Brief:
Please write out the material that follows, exactly as it stands.
· · ·
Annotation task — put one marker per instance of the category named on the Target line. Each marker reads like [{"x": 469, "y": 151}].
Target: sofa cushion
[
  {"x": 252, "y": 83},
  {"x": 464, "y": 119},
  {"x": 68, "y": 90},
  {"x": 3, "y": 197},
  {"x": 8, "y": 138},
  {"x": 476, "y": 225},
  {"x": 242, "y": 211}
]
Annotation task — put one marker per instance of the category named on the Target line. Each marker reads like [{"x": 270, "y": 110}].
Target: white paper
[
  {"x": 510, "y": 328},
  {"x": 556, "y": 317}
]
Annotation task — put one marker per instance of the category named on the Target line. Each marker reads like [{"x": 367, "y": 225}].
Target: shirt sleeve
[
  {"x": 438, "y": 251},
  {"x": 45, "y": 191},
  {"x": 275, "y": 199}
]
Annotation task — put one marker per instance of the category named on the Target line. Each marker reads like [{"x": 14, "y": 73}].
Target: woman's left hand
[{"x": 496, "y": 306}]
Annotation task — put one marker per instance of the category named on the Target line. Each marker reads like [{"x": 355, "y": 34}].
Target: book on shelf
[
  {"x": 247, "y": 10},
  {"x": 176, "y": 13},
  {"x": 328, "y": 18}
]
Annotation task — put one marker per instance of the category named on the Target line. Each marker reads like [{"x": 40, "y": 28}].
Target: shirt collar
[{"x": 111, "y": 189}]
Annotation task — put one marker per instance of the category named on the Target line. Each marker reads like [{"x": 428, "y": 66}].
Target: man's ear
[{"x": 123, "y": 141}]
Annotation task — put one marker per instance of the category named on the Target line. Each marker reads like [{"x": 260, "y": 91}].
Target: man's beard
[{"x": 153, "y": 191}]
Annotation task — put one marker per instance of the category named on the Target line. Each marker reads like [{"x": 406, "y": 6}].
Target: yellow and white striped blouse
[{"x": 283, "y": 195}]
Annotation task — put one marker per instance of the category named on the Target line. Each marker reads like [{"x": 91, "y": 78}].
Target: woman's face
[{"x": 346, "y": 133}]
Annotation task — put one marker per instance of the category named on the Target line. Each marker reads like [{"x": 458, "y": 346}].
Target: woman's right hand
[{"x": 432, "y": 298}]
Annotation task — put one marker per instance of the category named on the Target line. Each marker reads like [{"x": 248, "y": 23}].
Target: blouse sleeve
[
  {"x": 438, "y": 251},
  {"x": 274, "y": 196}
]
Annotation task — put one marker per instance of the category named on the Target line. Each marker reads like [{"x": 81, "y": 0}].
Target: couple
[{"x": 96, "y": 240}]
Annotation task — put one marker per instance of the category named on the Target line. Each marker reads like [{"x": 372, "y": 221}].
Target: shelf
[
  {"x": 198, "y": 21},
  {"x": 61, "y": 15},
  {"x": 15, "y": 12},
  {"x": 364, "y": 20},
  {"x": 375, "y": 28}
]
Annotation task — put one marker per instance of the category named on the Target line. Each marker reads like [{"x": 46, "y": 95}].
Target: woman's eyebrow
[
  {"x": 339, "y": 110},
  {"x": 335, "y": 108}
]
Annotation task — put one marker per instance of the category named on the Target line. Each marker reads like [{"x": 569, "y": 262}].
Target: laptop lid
· · ·
Written answer:
Annotation task — put one marker per instance of the category named on the Target line. Each marker reads like [{"x": 469, "y": 151}].
Target: sofa cushion
[
  {"x": 252, "y": 83},
  {"x": 464, "y": 119},
  {"x": 68, "y": 90},
  {"x": 3, "y": 197},
  {"x": 8, "y": 138},
  {"x": 476, "y": 225},
  {"x": 242, "y": 211}
]
Annotation task — put one marker per instance of the category named on the Target line. Each marker reads like [{"x": 270, "y": 110}].
Target: white paper
[
  {"x": 510, "y": 328},
  {"x": 556, "y": 317}
]
Annotation task — put one marker per instance of the category named on the Target line. Each marker reads like [{"x": 367, "y": 225}].
Target: shirt sleeve
[
  {"x": 438, "y": 251},
  {"x": 45, "y": 191},
  {"x": 275, "y": 199}
]
Annotation task — put one marker per instance of the category named on the Target line. Each marker reads like [{"x": 14, "y": 73}].
Target: woman's left hand
[{"x": 496, "y": 306}]
Annotation task — put one marker per instance of the category named on the Target line. Each marker reads like [{"x": 355, "y": 34}].
Target: book on shelf
[
  {"x": 247, "y": 10},
  {"x": 176, "y": 13},
  {"x": 328, "y": 18}
]
Annotation task — put one marker per instance of the category named on the Target line. Each marker reads like [{"x": 40, "y": 28}].
Target: shirt collar
[{"x": 111, "y": 189}]
Annotation task — put one marker per instance of the category named on the Target line. Each marker reads like [{"x": 428, "y": 66}].
Target: man's ear
[{"x": 123, "y": 141}]
Annotation task — put one marker per instance of the category named on the Target line. Each marker reads like [{"x": 260, "y": 91}].
Target: man's beard
[{"x": 153, "y": 191}]
Annotation task — put one marker per instance of the category named on the Target line. Each marker reads like [{"x": 406, "y": 6}].
Target: yellow and white striped blouse
[{"x": 283, "y": 195}]
Annotation task — put one marker per instance of the category named on the Target line. Each marker reads like [{"x": 91, "y": 78}].
Target: woman's face
[{"x": 346, "y": 133}]
Annotation task — put one marker per instance of the category named on the Target line. Each marker reads like [{"x": 458, "y": 346}].
Target: woman's right hand
[{"x": 432, "y": 298}]
Annotation task — put one marker per instance of the category named on the Target line. Each marker reads like [{"x": 248, "y": 23}].
Target: blouse sleeve
[
  {"x": 438, "y": 251},
  {"x": 274, "y": 196}
]
Annotation task — put one marker per instance of the category named on the Target line. Each marker reads like [{"x": 81, "y": 0}].
Target: couple
[{"x": 96, "y": 240}]
Annotation task — put one marker per instance of the category named on the Target line. Each marker reads like [{"x": 372, "y": 221}].
Target: shelf
[
  {"x": 198, "y": 21},
  {"x": 61, "y": 15},
  {"x": 15, "y": 12},
  {"x": 364, "y": 20},
  {"x": 375, "y": 28}
]
Annotation task — put one marker per instance of the category named on the Target line. Each marker reads like [{"x": 46, "y": 95}].
Target: woman's eyebrow
[
  {"x": 339, "y": 110},
  {"x": 335, "y": 108}
]
Annotation task — put one marker per instance of the category named on the Target line. Each marker reads like [{"x": 569, "y": 262}].
Target: laptop lid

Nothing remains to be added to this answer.